This information can be useful for finding resources that frequently
fail or have been restarted many times.
8.2 Relocating Applications
There are times when you may want to relocate applications from one cluster to another. You may want to:
Relocate all applications on a cluster member (Section 8.2.1)
Relocate a single application to another cluster member (Section 8.2.2)
Relocate dependent applications to another cluster member (Section 8.2.3)
You use the
caa_relocate
command to relocate applications.
Whenever you relocate applications, the system returns messages tracking the
relocation.
For example:
Attempting to stop `cluster_lockd` on member `provolone` Stop of `cluster_lockd` on member `provolone` succeeded. Attempting to start `cluster_lockd` on member `pepicelli` Start of `cluster_lockd` on member `pepicelli` succeeded.
The following sections discuss relocating applications in more detail.
8.2.1 Manual Relocation of All Applications on a Cluster Member
When you shut down a cluster member, CAA automatically relocates all applications under its control running on that member, according to the placement policy for each application. However, you might want to manually relocate the applications before shutdown of a cluster member for the following reasons:
If you plan to shut down multiple members, use manual relocation to avoid situations where an application would automatically relocate to a member that you plan to shut down soon.
If a cluster member is experiencing problems or even failing, manual relocation can minimize performance hits to application resources that are running on that member.
If you want to do maintenance on a cluster member and want to minimize disruption to the work environment.
To relocate all applications from
member1
to
member2
, enter the following command:
# caa_relocate -s member1 -c member2
To relocate all applications on
member1
according
to each application's placement policy, enter the following command:
# caa_relocate -s member1
Use the
caa_stat
command to verify that all application
resources were successfully relocated.
8.2.2 Manual Relocation of a Single Application
You may want to relocate a single application to a specific cluster member for one of the following reasons:
The cluster member that is currently running the application is overloaded and another member has a low load.
You are about to shut down the cluster member, and you want the application to run on a specific member that may not be chosen by the placement policy.
To relocate a single application to
member2
, enter
the following command:
# caa_relocate resource_name -c member2
Use the
caa_stat
command to verify that the application
resource was successfully relocated.
8.2.3 Manual Relocation of Dependent Applications
You may want to relocate a group of applications that depend on each
other.
An application resource that has at least one other application resource
listed in the
REQUIRED_RESOURCE
field of its profile depends
on these applications.
If you want to relocate an application with dependencies
on other application resources, you must force the relocation by using the
-f
option with the
caa_relocate
command.
Forcing a relocation makes CAA relocate resources that the specified
resource depends on, as well as all
ONLINE
application
resources that depend on the resource specified.
The dependencies may be indirect:
one resource may depend on another through one or more intermediate resources.
To relocate a single application resource and its dependent application
resources to
member2
, enter the following command:
# caa_relocate resource_name -f -c member2
Use the
caa_stat
command to verify that the application
resources were successfully relocated.

(Location annotation dataset excerpts)
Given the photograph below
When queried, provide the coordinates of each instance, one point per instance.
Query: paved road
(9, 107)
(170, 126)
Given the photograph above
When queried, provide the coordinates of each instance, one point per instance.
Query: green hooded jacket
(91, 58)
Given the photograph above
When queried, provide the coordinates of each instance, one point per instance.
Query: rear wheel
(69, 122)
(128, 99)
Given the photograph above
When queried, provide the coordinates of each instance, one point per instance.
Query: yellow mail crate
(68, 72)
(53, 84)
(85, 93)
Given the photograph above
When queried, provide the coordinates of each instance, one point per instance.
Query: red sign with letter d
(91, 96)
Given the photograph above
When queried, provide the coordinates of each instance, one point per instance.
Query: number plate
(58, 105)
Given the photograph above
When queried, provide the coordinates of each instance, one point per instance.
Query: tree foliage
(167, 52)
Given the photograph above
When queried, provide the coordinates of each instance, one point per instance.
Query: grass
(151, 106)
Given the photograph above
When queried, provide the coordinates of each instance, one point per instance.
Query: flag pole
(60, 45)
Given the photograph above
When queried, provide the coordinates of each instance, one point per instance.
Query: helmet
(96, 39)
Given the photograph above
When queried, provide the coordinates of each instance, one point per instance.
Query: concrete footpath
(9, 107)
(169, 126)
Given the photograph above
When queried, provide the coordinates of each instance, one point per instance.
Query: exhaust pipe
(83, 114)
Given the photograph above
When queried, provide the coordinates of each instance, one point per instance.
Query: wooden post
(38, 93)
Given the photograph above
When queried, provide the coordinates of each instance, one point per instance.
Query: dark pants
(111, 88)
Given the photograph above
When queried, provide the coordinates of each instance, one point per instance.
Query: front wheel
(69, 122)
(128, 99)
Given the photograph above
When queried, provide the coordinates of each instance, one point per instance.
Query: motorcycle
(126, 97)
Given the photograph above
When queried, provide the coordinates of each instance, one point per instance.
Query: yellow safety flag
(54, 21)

§ What to do
a – Answer these about the section on relocating applications:
(i) What command is used to relocate applications?
(ii) What command confirms that application resources were relocated successfully?
(iii) Which option forces the relocation of an application that depends on other application resources?
b – According to the section on relocating applications, why would you relocate applications manually when you plan to shut down several cluster members?
c – Reproduce verbatim the part of the section on relocating applications starting at "8.2.3 Manual Relocation" and ending at "on these applications.".

§ Task-by-task results
a –
(i) caa_relocate
(ii) caa_stat
(iii) -f

b – Manual relocation prevents an application from automatically relocating to a member that you plan to shut down soon.

c –
8.2.3 Manual Relocation of Dependent Applications
You may want to relocate a group of applications that depend on each
other.
An application resource that has at least one other application resource
listed in the
REQUIRED_RESOURCE
field of its profile depends
on these applications.